> SET TASK: Repeat each entry in full, exactly.

> SUPPLIED RECORDS:

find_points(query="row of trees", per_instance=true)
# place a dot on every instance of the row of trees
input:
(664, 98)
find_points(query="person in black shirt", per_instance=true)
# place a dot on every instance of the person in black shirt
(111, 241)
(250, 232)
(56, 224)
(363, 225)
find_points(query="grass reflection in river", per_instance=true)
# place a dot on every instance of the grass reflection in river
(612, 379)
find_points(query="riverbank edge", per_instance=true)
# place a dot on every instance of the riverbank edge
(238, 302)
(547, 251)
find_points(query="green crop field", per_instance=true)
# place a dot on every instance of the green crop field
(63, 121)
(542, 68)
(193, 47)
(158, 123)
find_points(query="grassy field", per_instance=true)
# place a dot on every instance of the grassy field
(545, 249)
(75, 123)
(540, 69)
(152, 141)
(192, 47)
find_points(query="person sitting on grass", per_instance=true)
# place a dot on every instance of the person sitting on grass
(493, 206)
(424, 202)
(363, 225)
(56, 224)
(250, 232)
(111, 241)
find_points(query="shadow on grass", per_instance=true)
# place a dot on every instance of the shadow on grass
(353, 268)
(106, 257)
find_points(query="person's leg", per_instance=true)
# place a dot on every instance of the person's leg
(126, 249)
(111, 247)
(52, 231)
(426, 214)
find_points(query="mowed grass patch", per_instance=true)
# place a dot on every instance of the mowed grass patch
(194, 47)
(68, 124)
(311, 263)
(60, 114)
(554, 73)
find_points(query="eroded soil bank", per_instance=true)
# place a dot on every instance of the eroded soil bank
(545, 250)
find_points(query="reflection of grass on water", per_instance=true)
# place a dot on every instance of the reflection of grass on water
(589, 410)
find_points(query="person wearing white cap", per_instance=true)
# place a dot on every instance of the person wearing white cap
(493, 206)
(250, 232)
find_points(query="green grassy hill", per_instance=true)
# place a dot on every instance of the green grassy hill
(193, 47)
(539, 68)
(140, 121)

> REPLY TO THE EXERCISE:
find_points(query="row of trees", per_instance=true)
# place a dot on every instance of the row of trees
input:
(664, 98)
find_points(query="person in black shirt", per_instance=true)
# place a dot on every instance of the person in black shirt
(111, 241)
(250, 232)
(56, 224)
(363, 225)
find_points(query="grass reflection in river", per_instance=true)
# place a dot on every instance of the grass reflection in river
(612, 379)
find_points(query="riverbank edge", per_instance=true)
# place a dot on every instance of the riverbank edge
(238, 302)
(547, 251)
find_points(query="green crop field", per_instance=true)
# place a dot on every instance of the green crop field
(63, 121)
(542, 68)
(193, 47)
(158, 123)
find_points(query="grassy field", per_instance=true)
# place a dot on every instance of the grassy field
(545, 249)
(75, 123)
(540, 69)
(152, 141)
(192, 47)
find_points(query="person sitting on grass", per_instance=true)
# place a dot on every instance of the person sitting on grass
(493, 206)
(424, 202)
(363, 225)
(56, 224)
(250, 232)
(111, 241)
find_points(query="shadow on grass", per_instance=true)
# place a dot on every instance of the shadow on grass
(353, 268)
(106, 257)
find_points(query="person's leg", per_instance=true)
# place a dot on every instance of the person's leg
(126, 249)
(111, 247)
(52, 231)
(426, 214)
find_points(query="mowed grass patch", per_instance=true)
# place a dot on every instance of the mowed grass patch
(194, 47)
(68, 124)
(311, 263)
(60, 114)
(554, 73)
find_points(query="eroded soil bank", per_instance=true)
# place a dot on every instance of the eroded soil bank
(545, 250)
find_points(query="reflection of grass on water", per_instance=true)
# place a dot on every instance of the reflection of grass on water
(589, 410)
find_points(query="person wearing white cap", per_instance=true)
# place a dot on every instance of the person wearing white cap
(493, 206)
(250, 232)
find_points(query="green grassy hill", per_instance=true)
# place a dot on every instance of the green grassy hill
(193, 47)
(539, 68)
(140, 121)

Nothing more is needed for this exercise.